> LIST OF TASKS:
1 – In the Temperance Flat Dam text, list each thing said to be "flowing down the river out to the ocean" because of the yearly loss of water.
2 – Please output, word for word, the part of the Temperance Flat Dam text that begins at the words "To emphasize this" and stops after "a greater disadvantage.".

We need to build Temperance Flat Dam
There is no water shortage. What we have is a shortage of water storage.
To emphasize this point - last week at Friant Dam, they began releasing 6,000 cubic foot of water per second to make room for runoff due to potential flooding. That is the equivalent, per day, of Bulldog stadium filled to 12,000 feet high.
Every year, there is an average flood release from Friant of 500,000 acre feet - the equivalent of Bulldog stadium filled to nearly 100 miles high.
The storage capacity of Friant Dam is 520,000 acre feet. The proposed Temperance Flat Dam would more than double the storage, and allow us to capture the water that is now released every year for flood control. This can be used to recharge the underground aquifer through interconnected recharge basins.
The yearly loss of this water means that jobs, food, community health and prosperity are flowing down the river out to the ocean. This leaves our already disadvantaged communities at a greater disadvantage.
It is likely, with the new presidential administration, that federal water policy will be reexamined and changed in a manner favorable to our region. We need to build Temperance Flat Dam to preserve our water, recharge our ground water, and protect jobs and our future.
David Rogers, District 2 Madera County Supervisor
One of the measures on the California ballot in November 2016 was Proposition 61. If the measure had passed, it would have allowed state government agencies to be able to negotiate drug prices with the pharmaceutical industry, which the Veterans Administration is able to do.

> SUPPLIED DATA:
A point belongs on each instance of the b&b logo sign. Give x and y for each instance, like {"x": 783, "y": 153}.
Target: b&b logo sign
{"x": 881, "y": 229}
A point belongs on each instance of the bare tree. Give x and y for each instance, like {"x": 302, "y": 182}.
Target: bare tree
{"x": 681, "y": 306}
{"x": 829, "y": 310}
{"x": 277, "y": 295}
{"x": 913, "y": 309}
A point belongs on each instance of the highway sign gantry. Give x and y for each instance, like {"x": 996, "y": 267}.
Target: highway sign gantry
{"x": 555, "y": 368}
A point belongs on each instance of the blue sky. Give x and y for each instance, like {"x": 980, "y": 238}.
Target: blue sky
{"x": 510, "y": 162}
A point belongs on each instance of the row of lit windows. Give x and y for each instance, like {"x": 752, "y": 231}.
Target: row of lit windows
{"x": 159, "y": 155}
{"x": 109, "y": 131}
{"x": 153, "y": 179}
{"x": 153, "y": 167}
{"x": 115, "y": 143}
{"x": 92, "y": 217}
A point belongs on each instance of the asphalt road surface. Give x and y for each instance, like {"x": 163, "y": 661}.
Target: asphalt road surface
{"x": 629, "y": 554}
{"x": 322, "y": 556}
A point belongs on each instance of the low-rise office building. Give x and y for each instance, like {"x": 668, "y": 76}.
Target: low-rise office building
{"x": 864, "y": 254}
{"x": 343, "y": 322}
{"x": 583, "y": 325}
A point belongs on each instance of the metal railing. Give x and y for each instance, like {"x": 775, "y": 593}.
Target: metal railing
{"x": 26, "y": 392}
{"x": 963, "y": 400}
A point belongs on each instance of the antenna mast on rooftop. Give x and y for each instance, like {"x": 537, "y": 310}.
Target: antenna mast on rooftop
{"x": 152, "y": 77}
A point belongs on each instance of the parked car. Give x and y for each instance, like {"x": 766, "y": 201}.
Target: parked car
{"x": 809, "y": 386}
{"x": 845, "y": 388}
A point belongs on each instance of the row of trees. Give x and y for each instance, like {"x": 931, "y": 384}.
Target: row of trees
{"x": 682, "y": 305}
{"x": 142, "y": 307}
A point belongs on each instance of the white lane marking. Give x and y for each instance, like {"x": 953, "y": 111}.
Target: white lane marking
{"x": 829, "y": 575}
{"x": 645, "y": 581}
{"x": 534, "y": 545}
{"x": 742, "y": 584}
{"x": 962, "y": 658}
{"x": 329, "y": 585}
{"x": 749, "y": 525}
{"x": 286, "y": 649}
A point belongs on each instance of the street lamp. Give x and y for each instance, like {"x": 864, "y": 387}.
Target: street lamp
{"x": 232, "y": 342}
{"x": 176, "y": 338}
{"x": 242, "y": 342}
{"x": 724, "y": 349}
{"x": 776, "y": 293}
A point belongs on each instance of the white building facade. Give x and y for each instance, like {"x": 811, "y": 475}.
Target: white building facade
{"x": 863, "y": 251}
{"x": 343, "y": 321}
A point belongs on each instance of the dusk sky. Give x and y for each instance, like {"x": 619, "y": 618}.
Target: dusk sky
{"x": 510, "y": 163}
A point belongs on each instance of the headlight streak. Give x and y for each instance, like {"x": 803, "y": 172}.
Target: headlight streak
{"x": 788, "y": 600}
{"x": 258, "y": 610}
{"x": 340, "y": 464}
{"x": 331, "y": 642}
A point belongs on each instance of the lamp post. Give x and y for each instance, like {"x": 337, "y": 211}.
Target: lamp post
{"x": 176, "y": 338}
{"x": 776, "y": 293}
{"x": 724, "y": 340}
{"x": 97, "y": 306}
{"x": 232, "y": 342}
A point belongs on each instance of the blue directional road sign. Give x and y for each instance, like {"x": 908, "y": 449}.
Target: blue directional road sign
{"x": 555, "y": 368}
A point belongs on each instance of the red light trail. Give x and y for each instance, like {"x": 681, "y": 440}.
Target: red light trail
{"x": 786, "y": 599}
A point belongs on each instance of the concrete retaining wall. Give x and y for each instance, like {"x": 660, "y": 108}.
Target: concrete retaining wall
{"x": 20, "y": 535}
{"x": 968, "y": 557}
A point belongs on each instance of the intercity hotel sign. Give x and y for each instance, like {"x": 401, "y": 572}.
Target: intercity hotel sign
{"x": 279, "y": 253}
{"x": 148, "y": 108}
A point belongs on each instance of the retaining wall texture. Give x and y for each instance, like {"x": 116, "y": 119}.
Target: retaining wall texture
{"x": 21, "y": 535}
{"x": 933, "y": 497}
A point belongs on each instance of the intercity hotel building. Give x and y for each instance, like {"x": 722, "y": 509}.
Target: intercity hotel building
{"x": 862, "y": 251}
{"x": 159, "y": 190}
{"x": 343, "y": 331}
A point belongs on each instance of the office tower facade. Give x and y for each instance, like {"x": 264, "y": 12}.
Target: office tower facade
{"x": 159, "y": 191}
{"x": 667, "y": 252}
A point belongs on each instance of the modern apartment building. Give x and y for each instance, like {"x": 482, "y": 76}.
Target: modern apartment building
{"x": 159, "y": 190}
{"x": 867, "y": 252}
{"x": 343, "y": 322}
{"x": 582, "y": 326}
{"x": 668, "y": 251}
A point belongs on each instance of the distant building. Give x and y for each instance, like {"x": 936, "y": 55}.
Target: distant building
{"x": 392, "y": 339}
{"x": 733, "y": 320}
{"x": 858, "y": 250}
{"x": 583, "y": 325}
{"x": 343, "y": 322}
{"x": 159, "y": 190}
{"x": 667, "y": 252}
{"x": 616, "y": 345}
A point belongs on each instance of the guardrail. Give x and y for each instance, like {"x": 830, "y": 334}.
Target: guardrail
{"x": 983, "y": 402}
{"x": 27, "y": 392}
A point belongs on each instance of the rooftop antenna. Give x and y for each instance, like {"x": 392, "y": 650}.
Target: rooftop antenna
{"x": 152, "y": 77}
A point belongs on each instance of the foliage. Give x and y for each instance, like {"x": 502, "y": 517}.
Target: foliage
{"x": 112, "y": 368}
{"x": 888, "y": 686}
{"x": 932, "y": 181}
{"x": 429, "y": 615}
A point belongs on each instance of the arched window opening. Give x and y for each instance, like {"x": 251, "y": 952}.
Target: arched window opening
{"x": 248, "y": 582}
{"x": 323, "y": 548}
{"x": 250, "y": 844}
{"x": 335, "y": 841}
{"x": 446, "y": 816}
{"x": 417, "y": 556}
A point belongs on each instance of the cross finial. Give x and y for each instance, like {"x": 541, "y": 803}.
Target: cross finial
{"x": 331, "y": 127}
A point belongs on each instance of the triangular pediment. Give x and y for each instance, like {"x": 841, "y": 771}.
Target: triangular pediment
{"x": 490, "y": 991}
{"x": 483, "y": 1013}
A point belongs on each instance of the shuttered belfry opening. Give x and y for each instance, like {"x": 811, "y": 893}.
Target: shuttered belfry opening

> ANSWERS PER TASK:
1 –
- jobs
- food
- community health
- prosperity

2 –
To emphasize this point - last week at Friant Dam, they began releasing 6,000 cubic foot of water per second to make room for runoff due to potential flooding. That is the equivalent, per day, of Bulldog stadium filled to 12,000 feet high.
Every year, there is an average flood release from Friant of 500,000 acre feet - the equivalent of Bulldog stadium filled to nearly 100 miles high.
The storage capacity of Friant Dam is 520,000 acre feet. The proposed Temperance Flat Dam would more than double the storage, and allow us to capture the water that is now released every year for flood control. This can be used to recharge the underground aquifer through interconnected recharge basins.
The yearly loss of this water means that jobs, food, community health and prosperity are flowing down the river out to the ocean. This leaves our already disadvantaged communities at a greater disadvantage.